● Ejercicio propuesto 1
Indique si cada una de las afirmaciones (a), (b) y (c) concuerda con el texto sobre el modelo de belleza femenina. Responda sí o no y cite literalmente las palabras del texto que lo deciden.
(a) Simonetta Vespucci era hermana de Américo Vespucci.
(b) La muchacha del cuadro de Botticelli tiene los ojos oscuros.
(c) Los debates sobre el cuarto continente tuvieron lugar sobre todo en Salamanca.
● Ejercicio propuesto 2
Enumere todas las mujeres que el texto sobre el modelo de belleza femenina nombra o identifica como morenas.

● Texto de lectura
En algún libro de historia del arte (quizá Hauser o Gombrich) se afirma una sentencia que, de repetida, ha pasado a ser una banalidad: el modelo de belleza femenina que impera en Occidente está basado en la Venus de Boticelli. Una inmaterial muchacha, que no alcanza los 20 y, quizá, acaricia los 17, levita sobre las aguas apoyada en una indecisa concha marina. Está desnuda y se cubre, con cabellos y manos, aquellas partes del cuerpo castigadas por la moral de la época. Es blanca hasta la palidez, y el pelo rubio, largo y sedoso, cae con naturalidad sobre discretas sinuosidades. El rostro es oval, los labios rojos y finos, la nariz breve, los ojos claros, quizá celestes.  Se adivina alta, pero no mucho, aunque resulta claro que es longilínea. Germán Arciniegas sostiene que la modelo para ese cuadro fue Simonetta Vespucci, reina de belleza de Florencia y hermana de Américo, el descubridor de un misterio que Colón no descubrió: la existencia de América. Simonetta no fue solamente una muchacha bella: al posar para Botticelli, fue modelo dos veces, para el cuadro y para lección y castigo de la mujer occidental. De allí en adelante, la condición de ser rubia, de ojos azules y blanca fue requisito sin discusiones para ostentar belleza. Todo el Siglo de Oro español está lleno nieves para la piel y de oro para el cabello. Sin saberlo, Simonetta Vespucci ha sido la madrina de peluqueras de todo el mundo, que derrochan sus sábados por la tarde entintando de amarillo los negros cabellos de millones de mujeres.

Naturalmente, variantes hay, sobre todo en la literatura. Bien podremos afirmar que Dulcinea del Toboso era morena, porque las descripciones de Aldonza Lorenzo nos lo hacen imaginar. Morena la reina de Saba y morena Cleopatra, morena la esposa en el Cantar de los Cantares. En el mundo mediterráneo, más serían las morenas que las rubias y quizá, por raras, las rubias tendrían privilegio. Una hermosa canción sefardita dice: “Morenica me llaman…” Donde la hermosura de las morenas encuentra su sanción definitiva es en la comedia de Lope La doncella Teodor, cuando se enumeran las dieciocho cualidades que hacen bella a una mujer:

Cualquiera puede reconocer la perfección atribuida al número tres, en modo particular, en la cultura judeo-cristiana. Tres son las personas de la Trinidad, Padre, Hijo y Espíritu Santo. Tres las tribus de Israel, derivadas de los tres hijos de Noé. Tres las comunidades humanas, derivadas de esa progenie. La enumeración perfecta, en retórica, tiene tres elementos. Y así, sucesivamente. Por eso, haberse topado con América, en el siglo XVI, significó un terremoto en las creencias europeas. En efecto, si los continentes eran tres, a imagen y semejanza de la tripartición divina, ¿qué significaba este cuarto continente, que desarticulaba el orden que los europeos atribuían a Dios? Y esos seres humanos, ¿a qué grupo pertenecían, de cuál tribu de Israel descendían? Arduos debates siguieron, sobre todo en Salamanca. Pero es otra historia, porque de lo que hablábamos era de la perfección en la belleza femenina, que, según Lope (y su personaje de la bella Teodor), se basa en el número tres.

● Entradas proporcionadas
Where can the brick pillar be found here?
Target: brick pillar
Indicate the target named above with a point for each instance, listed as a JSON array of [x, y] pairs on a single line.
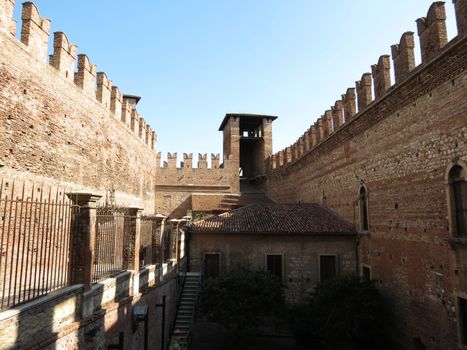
[[157, 254], [84, 238], [132, 239], [132, 243]]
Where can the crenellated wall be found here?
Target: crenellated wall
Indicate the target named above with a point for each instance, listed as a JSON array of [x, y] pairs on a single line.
[[398, 146], [176, 185], [67, 126]]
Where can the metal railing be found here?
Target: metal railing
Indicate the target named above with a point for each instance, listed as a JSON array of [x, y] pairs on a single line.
[[112, 224], [35, 226], [151, 250]]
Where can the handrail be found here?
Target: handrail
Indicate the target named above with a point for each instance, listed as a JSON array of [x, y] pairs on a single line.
[[197, 301], [180, 283]]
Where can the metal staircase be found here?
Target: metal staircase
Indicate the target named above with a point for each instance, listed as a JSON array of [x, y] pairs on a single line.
[[187, 307]]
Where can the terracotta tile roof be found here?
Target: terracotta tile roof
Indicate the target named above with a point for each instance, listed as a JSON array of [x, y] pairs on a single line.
[[276, 218]]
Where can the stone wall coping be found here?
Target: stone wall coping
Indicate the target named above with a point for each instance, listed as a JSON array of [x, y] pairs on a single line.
[[17, 310]]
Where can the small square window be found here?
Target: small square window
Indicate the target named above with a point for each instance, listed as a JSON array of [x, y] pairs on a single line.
[[274, 264], [327, 267]]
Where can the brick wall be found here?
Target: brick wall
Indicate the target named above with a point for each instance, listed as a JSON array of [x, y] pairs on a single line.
[[399, 147], [57, 127], [301, 255]]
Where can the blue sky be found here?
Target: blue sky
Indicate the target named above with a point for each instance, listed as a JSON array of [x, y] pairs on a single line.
[[193, 61]]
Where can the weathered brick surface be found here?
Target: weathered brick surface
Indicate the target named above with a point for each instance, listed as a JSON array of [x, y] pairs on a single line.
[[301, 255], [176, 185], [400, 148], [53, 130]]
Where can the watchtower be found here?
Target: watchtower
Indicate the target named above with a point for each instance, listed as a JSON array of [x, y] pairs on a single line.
[[248, 142]]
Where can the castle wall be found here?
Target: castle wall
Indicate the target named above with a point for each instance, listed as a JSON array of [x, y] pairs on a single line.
[[175, 186], [62, 126], [58, 320], [399, 147], [300, 255]]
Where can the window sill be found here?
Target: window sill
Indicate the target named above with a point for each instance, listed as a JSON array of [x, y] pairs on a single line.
[[458, 241]]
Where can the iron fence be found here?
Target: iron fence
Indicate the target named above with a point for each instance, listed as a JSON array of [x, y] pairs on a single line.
[[35, 226], [112, 224], [150, 250]]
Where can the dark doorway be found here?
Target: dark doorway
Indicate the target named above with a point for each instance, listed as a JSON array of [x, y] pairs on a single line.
[[212, 265], [274, 264], [327, 267]]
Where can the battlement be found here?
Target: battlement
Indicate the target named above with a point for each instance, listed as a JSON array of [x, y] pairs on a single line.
[[187, 162], [433, 38], [35, 35]]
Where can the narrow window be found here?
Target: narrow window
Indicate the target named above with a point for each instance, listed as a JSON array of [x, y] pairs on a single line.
[[274, 264], [212, 265], [458, 194], [363, 203], [462, 314], [327, 267], [366, 273]]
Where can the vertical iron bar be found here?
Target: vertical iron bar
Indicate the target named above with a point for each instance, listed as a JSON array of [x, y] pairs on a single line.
[[63, 247], [12, 256], [32, 222], [20, 257], [42, 260], [1, 246], [45, 279], [40, 238], [5, 271], [163, 324], [53, 252]]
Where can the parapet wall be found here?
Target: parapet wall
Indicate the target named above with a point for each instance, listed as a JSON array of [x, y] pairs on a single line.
[[67, 126], [373, 87], [175, 185], [398, 149]]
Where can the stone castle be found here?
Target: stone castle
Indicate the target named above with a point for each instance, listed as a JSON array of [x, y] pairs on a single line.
[[389, 157]]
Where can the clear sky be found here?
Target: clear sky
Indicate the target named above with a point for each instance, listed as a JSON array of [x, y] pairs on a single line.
[[193, 61]]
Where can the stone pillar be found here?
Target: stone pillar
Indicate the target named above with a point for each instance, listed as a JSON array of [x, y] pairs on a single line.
[[83, 239], [157, 248], [132, 243], [132, 239]]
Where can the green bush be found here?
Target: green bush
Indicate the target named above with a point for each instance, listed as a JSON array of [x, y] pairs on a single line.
[[343, 313], [241, 297]]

● Respuesta 1
(a) Sí: «Simonetta Vespucci, reina de belleza de Florencia y hermana de Américo».
(b) No: «los ojos claros, quizá celestes».
(c) Sí: «Arduos debates siguieron, sobre todo en Salamanca».

● Respuesta 2
- Dulcinea del Toboso
- la reina de Saba
- Cleopatra
- la esposa en el Cantar de los Cantares